▶ [EXERCISE GOAL]:
From the records below, extract each line that contains the string "window".

Records
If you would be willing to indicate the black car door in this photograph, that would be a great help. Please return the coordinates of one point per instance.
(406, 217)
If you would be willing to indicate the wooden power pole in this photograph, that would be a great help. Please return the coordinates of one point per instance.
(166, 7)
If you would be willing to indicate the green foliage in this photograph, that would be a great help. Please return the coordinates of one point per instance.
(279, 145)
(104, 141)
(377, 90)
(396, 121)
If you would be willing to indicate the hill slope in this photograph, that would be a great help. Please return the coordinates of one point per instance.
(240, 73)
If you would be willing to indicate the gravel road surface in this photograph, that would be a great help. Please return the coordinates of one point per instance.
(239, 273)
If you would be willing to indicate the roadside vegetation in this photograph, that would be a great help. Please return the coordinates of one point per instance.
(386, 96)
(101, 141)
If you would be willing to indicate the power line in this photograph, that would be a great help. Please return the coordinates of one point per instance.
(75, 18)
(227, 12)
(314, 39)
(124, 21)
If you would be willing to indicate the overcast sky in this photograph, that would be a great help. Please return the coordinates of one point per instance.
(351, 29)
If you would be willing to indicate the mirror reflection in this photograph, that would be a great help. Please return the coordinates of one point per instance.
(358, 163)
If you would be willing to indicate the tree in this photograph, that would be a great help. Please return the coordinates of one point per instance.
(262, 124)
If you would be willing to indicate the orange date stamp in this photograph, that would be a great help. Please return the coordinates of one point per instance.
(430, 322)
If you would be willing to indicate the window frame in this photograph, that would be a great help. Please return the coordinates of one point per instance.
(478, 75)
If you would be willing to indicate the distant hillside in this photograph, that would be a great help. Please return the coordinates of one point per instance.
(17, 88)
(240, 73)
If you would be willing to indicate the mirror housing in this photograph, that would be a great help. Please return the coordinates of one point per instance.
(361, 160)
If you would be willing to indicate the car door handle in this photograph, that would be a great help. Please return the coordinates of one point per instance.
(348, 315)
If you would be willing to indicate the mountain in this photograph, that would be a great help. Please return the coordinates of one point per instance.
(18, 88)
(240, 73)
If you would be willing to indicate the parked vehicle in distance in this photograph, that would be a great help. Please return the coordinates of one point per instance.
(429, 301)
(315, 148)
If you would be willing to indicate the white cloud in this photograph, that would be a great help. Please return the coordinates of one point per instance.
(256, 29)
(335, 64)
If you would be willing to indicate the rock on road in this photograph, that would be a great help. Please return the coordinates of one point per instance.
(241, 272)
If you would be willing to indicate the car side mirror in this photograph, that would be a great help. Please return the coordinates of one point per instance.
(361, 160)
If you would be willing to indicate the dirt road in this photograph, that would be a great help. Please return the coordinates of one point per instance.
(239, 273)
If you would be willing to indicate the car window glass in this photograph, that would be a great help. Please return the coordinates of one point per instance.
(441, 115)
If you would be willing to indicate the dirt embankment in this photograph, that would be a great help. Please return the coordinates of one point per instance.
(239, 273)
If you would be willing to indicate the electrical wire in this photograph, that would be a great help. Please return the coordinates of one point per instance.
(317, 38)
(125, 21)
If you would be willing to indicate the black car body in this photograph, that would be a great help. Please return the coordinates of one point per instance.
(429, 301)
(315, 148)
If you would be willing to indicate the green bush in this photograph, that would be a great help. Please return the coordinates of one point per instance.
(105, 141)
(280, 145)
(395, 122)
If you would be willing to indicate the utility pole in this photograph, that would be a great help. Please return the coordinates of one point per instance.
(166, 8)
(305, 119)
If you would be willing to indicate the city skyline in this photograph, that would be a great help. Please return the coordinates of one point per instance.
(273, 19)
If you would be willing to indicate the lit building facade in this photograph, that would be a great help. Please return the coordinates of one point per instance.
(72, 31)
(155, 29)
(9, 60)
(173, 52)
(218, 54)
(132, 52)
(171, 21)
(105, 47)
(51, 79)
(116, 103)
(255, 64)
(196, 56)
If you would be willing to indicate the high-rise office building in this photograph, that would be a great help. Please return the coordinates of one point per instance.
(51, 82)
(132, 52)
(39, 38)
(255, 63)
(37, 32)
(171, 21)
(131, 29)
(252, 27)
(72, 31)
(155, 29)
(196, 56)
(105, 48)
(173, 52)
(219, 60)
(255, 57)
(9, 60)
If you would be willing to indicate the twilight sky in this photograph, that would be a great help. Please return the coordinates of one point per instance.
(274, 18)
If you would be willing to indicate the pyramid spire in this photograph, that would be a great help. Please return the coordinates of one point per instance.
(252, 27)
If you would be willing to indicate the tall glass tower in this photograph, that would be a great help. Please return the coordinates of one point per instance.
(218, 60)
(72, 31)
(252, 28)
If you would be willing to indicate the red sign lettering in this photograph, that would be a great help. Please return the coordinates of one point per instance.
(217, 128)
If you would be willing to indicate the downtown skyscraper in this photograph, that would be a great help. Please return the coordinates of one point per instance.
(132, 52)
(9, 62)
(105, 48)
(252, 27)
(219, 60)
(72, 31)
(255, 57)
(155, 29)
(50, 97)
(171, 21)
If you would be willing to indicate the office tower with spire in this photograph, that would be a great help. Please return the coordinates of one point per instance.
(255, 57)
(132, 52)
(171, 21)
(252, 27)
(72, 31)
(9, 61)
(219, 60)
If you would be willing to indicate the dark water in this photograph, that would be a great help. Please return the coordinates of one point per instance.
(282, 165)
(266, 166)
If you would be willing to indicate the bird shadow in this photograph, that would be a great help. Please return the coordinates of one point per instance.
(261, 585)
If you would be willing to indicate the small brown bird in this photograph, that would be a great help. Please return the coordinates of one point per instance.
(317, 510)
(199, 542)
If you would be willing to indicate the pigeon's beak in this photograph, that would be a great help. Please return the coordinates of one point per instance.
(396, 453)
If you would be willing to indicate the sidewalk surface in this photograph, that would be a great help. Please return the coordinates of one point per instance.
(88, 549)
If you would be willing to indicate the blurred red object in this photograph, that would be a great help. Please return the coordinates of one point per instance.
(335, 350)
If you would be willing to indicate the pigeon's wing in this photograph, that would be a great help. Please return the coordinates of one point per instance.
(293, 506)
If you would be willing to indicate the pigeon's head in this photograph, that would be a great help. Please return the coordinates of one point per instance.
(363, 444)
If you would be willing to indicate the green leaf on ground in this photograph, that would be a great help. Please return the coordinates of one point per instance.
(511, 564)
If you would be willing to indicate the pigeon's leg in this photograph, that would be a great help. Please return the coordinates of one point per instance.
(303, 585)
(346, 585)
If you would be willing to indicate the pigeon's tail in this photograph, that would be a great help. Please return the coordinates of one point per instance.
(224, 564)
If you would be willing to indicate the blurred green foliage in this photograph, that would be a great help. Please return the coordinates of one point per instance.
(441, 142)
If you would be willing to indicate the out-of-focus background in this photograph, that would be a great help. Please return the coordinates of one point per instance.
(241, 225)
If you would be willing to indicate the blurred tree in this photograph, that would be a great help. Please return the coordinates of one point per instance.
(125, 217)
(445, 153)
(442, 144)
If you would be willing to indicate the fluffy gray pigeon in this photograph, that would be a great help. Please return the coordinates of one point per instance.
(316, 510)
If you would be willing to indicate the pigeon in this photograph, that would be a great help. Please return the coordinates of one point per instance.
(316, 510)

* * *

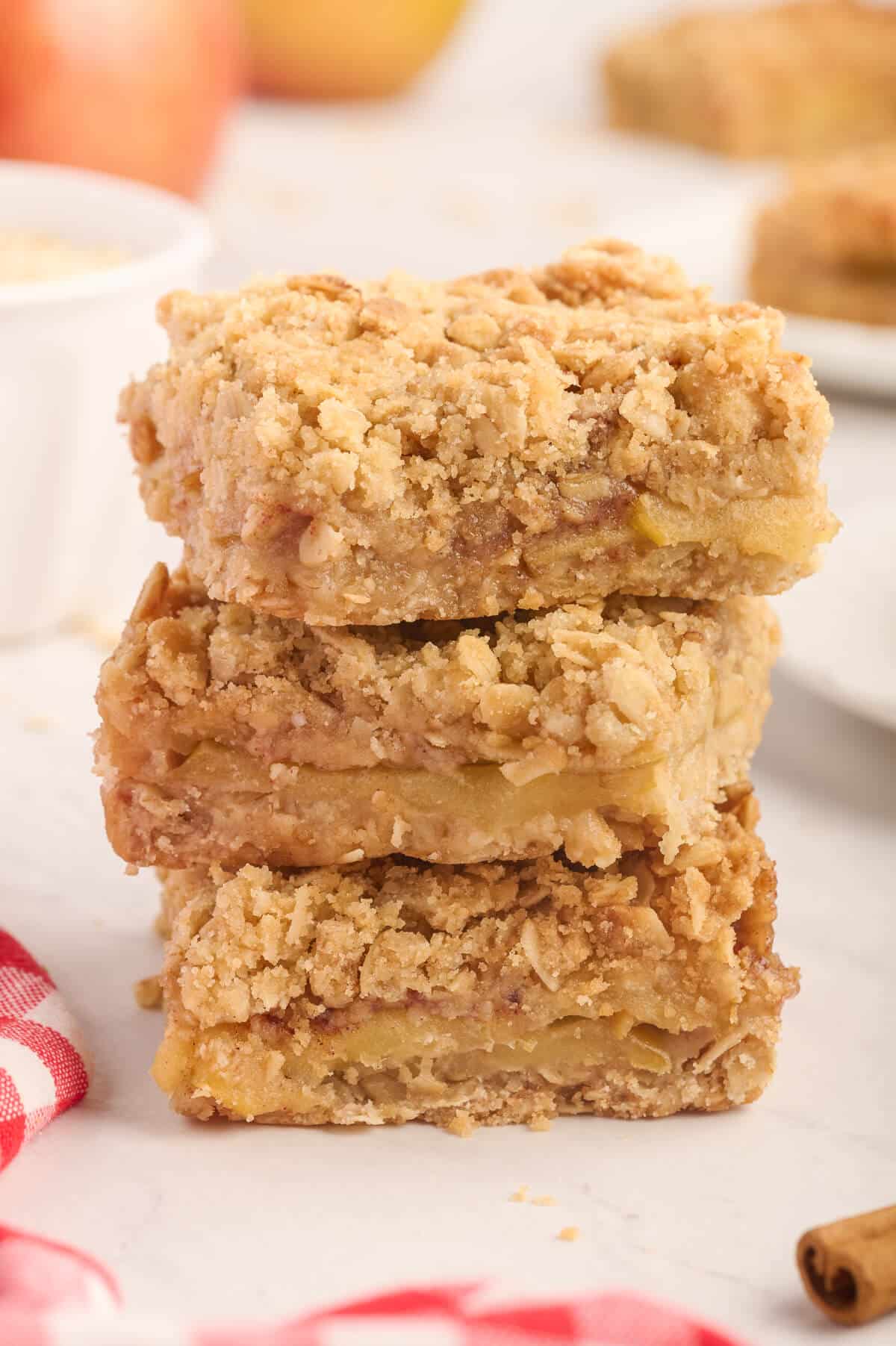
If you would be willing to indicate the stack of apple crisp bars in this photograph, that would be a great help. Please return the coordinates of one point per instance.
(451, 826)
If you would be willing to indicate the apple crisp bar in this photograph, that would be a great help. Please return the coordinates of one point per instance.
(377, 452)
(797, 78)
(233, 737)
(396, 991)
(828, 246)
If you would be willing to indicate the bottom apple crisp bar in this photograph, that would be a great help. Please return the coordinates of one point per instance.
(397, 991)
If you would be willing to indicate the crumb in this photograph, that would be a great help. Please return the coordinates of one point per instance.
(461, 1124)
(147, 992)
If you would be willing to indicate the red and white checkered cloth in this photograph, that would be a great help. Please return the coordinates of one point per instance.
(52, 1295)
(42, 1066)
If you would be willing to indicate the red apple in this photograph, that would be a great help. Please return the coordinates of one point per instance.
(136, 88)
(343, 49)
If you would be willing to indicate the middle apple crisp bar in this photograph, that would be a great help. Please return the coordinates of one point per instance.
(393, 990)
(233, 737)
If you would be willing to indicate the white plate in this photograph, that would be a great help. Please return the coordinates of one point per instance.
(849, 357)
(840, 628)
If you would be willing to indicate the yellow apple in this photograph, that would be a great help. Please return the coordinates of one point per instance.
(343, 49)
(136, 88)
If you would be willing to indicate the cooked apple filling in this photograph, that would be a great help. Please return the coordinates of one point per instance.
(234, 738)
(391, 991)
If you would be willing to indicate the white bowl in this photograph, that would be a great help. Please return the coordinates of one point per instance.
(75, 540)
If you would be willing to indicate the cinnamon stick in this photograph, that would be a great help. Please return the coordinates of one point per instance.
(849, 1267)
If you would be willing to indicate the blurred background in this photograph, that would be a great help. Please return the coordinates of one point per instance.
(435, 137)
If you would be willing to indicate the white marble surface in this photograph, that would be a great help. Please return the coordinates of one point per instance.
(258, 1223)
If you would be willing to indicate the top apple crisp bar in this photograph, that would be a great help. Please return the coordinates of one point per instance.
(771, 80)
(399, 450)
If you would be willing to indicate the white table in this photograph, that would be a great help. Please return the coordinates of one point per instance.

==

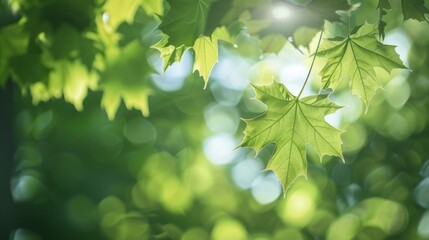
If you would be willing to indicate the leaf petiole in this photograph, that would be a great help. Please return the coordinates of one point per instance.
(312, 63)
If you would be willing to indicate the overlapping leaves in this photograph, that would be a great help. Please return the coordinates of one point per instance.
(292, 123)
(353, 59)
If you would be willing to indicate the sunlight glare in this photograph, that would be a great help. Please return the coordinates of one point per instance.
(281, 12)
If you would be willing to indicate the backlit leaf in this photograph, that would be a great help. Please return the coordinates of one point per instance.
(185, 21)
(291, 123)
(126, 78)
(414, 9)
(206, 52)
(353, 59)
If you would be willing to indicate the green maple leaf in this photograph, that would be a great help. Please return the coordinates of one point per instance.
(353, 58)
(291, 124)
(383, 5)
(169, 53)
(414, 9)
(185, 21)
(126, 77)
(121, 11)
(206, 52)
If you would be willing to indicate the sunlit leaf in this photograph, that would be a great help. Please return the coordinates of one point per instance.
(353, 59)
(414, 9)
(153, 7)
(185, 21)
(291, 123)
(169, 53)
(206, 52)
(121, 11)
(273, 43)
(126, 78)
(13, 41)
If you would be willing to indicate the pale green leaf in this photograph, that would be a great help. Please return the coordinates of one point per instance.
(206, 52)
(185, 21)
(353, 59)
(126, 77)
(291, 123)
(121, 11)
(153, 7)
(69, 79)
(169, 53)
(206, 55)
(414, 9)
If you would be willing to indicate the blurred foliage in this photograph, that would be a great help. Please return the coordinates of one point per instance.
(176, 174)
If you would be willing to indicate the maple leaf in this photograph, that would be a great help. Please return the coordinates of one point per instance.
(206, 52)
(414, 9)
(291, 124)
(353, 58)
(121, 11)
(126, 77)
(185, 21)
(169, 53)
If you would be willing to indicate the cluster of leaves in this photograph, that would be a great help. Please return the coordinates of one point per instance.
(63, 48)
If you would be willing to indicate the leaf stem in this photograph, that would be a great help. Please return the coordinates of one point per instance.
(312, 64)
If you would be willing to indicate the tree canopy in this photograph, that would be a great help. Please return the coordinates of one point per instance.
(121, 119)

▶ [CORRECT RESULT]:
If you would be willing to indicate the window frame in this photograph, that would be a great help. Please return the coordinates of one point per instance.
If you would be willing to indicate the car window glass in this photograph, that would be a great help. Please return the coordinates of one point per instance.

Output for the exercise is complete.